▶ [Data to process]
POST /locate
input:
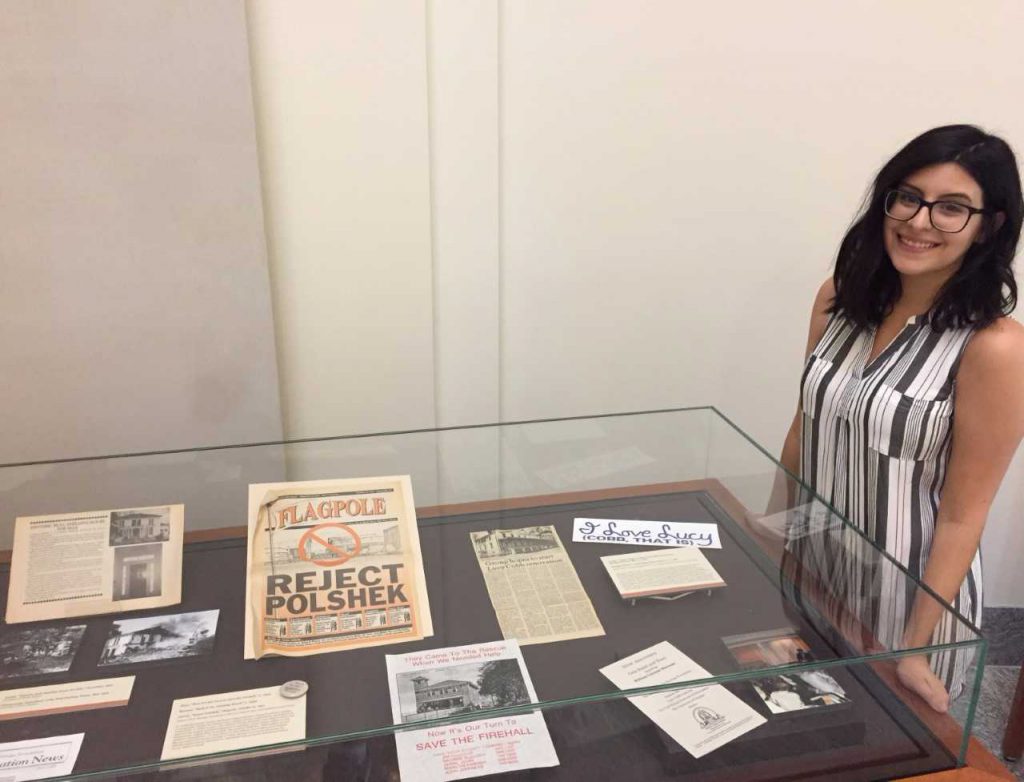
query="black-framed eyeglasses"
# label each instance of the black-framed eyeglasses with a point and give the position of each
(946, 216)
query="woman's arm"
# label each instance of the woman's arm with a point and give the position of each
(988, 426)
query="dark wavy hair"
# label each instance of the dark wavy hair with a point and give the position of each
(867, 285)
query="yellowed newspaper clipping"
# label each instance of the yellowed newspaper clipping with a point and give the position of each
(532, 585)
(95, 562)
(333, 565)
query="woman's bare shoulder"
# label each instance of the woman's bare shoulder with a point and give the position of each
(824, 296)
(1000, 340)
(996, 351)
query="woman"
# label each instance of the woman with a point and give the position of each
(912, 395)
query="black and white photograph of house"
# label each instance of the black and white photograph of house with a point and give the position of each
(137, 571)
(461, 689)
(35, 651)
(502, 542)
(152, 525)
(160, 638)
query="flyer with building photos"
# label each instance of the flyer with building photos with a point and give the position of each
(333, 565)
(437, 684)
(532, 585)
(98, 562)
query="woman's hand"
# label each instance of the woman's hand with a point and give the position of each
(915, 675)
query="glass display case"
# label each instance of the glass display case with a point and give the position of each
(798, 576)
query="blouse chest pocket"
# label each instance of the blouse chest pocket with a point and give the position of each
(811, 384)
(905, 427)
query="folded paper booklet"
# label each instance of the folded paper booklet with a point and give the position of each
(97, 562)
(700, 719)
(534, 588)
(333, 565)
(666, 572)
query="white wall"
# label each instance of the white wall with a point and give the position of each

▶ [What to do] Send back every record exactly as it stands, except the pictures.

▶ [Exercise answer]
POST /locate
input:
query="black-framed eyeglasses"
# label each instance of the black-framed eyeglasses with a point and give the position of each
(946, 216)
query="woman's arm"
# label each instance of the woman's arm with a point and give the position of each
(988, 426)
query="dark wavy hair"
# label each instance of the dark wavy hair with a point and give the position of each
(867, 285)
query="yellowed newspaper clipping"
# label each instance of the yellowed newspaper clipping with a point and give the position of each
(532, 585)
(95, 562)
(333, 565)
query="woman's bare shoulder"
# label each instance of the woman's bare shoulder with a point and give the position of each
(824, 296)
(1000, 340)
(996, 351)
query="woman"
# label each instance of the woman with a point and give the position of each
(912, 395)
query="black and white photograph of house"
# label each instance of the black and white photograph of house with a point and give the position of each
(137, 571)
(461, 689)
(35, 651)
(502, 542)
(152, 525)
(160, 638)
query="flyer with building photos"
# label each instance of the flyer with building photos with a point and give the position of each
(333, 565)
(437, 684)
(532, 585)
(98, 562)
query="woman's hand"
# label each instance of the woman's hand with a point and give the position of each
(915, 675)
query="glass display case"
# label each instance of the glass display case with a point and give the position of each
(798, 576)
query="blouse chest pocket"
# label each instance of the blouse chest pocket with a point and give the position of each
(811, 384)
(905, 427)
query="folded paper booklet"
# label each instance of the folded paper booklet with a point and give the position of each
(97, 562)
(700, 719)
(534, 588)
(333, 565)
(666, 572)
query="white wall"
# label each instance of the white wall with a point and give the position of each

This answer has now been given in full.